**PROBLEM STATEMENT:** Arrange the lines of the items below as a JSON list of strings, one string per line with blank lines omitted, starting at the line containing "Practice step: find the pink" and running through the final line, inclusive.

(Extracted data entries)
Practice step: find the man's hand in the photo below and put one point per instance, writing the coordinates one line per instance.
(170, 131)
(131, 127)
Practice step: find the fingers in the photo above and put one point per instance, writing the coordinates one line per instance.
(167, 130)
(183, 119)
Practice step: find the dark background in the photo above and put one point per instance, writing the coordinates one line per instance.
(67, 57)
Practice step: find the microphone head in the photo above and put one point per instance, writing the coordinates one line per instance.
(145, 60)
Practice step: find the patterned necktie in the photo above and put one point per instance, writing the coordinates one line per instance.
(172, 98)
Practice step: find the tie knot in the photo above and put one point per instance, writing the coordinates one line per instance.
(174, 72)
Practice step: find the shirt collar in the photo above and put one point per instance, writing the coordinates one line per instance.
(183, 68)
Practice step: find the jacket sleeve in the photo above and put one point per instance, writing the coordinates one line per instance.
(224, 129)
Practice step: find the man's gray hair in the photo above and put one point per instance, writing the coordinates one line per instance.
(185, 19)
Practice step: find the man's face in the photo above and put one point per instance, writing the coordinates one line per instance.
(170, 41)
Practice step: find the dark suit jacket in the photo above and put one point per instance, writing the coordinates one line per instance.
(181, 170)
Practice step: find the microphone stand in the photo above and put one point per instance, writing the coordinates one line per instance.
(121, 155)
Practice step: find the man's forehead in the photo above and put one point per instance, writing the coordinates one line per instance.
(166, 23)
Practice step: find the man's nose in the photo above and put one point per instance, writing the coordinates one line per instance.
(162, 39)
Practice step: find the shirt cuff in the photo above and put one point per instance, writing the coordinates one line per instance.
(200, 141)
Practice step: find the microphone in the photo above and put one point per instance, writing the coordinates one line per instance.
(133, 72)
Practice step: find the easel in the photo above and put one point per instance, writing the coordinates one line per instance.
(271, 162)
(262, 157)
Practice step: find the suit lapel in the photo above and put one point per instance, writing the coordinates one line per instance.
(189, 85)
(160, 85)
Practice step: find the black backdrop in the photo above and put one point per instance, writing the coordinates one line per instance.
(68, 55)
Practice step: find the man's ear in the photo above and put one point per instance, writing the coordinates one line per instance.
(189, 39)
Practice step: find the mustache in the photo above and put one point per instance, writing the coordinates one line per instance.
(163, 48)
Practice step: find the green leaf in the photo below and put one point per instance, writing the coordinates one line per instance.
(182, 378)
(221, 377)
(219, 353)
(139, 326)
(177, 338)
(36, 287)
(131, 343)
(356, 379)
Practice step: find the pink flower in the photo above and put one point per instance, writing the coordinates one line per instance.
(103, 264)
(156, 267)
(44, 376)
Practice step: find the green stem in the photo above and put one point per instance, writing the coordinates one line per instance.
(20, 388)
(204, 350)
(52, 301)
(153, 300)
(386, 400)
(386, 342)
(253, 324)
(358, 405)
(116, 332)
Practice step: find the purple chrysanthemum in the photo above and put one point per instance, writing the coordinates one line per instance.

**ANSWER FOR THIS EXERCISE:**
[
  "Practice step: find the pink flower in the photo above and put one point per instance, writing the coordinates one line per instance.",
  "(103, 264)",
  "(156, 267)",
  "(44, 376)",
  "Practice step: find the green stem in the photo above and put one point per instance, writing the coordinates one line per instance.",
  "(20, 388)",
  "(204, 350)",
  "(52, 301)",
  "(153, 300)",
  "(386, 400)",
  "(386, 342)",
  "(253, 324)",
  "(358, 405)",
  "(116, 332)",
  "Practice step: find the purple chrysanthemum in the photo above and put one point per instance, writing the coordinates one line per instance."
]